**取り組む課題**
a) 本文のうち「ガザ地区周辺では」で始まる段落から、人数を表す語句をすべて抜き出しなさい。
b) 本文の「ガザ地区周辺では、約3000」から始まり「父親は負傷して入院しました。」で終わる部分を、一字一句そのまま書き写しなさい。

**本文**
猛攻撃は、イスラエルの都市に発射されたロケットの執拗な爆撃から始まりました。同時に、約1000人のハマス過激派がガザとイスラエルを隔てるセキュリティーフェンスを突破し、バイクと白い四輪駆動車を使ってイスラエルに侵入しました。中に入ると、彼らは暴力の波を解き放ち、家に侵入し、男性、女性、子どもを無差別に殺害しました。彼らは、爆発物を投げつけたり、隠れている人々を怖がらせるために家を燃やしたり、残忍な戦術をとりました。
ガザ地区周辺では、約3000人の若いイスラエル人らが参加する音楽祭が進行中でした。彼らは周辺で展開されている悲劇に気づかず、至近距離で発砲し始めたガザからのテロリストに囲まれました。祭りの参加者は銃撃から逃れようとして、パニックが続きました。悲劇的なことに、そのうち260人が命を落とし、遺体は砂の上に残されました。銃撃は非ユダヤ人でさえ免れませんでした。タイからの農業労働者12人が殺害され、11人がガザに誘拐されました。
別の事件では、近くを旅行していたイスラム教徒のアラブ人家族が攻撃されました。母親と2人の子どもが撃たれ、父親は負傷して入院しました。
恐ろしい攻撃の結果、900人以上のイスラエル側の死者が発生し、少なくとも2500人が負傷しました。生存者の証言が増え続けていくのと比例して、影響を受けたコミュニティーでは怒りと悲しみが募っています。

**データ欄**
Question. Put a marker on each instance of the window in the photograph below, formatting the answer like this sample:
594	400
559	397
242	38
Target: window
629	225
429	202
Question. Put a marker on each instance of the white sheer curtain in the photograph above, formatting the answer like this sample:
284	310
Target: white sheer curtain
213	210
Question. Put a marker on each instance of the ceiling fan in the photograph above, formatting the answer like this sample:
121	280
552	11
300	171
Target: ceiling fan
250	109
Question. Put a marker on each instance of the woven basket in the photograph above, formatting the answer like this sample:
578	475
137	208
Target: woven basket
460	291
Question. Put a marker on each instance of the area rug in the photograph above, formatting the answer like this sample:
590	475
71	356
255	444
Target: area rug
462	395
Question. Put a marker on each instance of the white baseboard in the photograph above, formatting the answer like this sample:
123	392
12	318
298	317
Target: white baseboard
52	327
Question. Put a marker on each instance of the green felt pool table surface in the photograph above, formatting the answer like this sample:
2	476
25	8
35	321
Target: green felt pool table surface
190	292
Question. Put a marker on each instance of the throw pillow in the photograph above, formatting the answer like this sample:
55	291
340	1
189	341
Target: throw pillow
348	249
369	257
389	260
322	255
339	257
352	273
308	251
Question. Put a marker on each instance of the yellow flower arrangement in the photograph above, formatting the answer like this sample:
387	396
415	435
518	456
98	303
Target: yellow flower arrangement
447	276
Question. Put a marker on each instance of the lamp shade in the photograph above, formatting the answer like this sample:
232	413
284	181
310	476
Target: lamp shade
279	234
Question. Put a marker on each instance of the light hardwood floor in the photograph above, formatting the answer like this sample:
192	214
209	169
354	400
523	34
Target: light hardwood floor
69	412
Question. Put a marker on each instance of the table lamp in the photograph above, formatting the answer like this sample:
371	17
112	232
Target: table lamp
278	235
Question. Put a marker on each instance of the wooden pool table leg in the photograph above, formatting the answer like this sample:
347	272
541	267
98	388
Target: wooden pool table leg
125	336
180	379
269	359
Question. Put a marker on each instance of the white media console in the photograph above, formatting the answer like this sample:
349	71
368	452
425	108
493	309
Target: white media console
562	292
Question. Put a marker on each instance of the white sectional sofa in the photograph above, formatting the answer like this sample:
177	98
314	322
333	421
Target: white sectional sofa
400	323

**模範解答**
a) 約3000人、260人、12人、11人

b)
ガザ地区周辺では、約3000人の若いイスラエル人らが参加する音楽祭が進行中でした。彼らは周辺で展開されている悲劇に気づかず、至近距離で発砲し始めたガザからのテロリストに囲まれました。祭りの参加者は銃撃から逃れようとして、パニックが続きました。悲劇的なことに、そのうち260人が命を落とし、遺体は砂の上に残されました。銃撃は非ユダヤ人でさえ免れませんでした。タイからの農業労働者12人が殺害され、11人がガザに誘拐されました。
別の事件では、近くを旅行していたイスラム教徒のアラブ人家族が攻撃されました。母親と2人の子どもが撃たれ、父親は負傷して入院しました。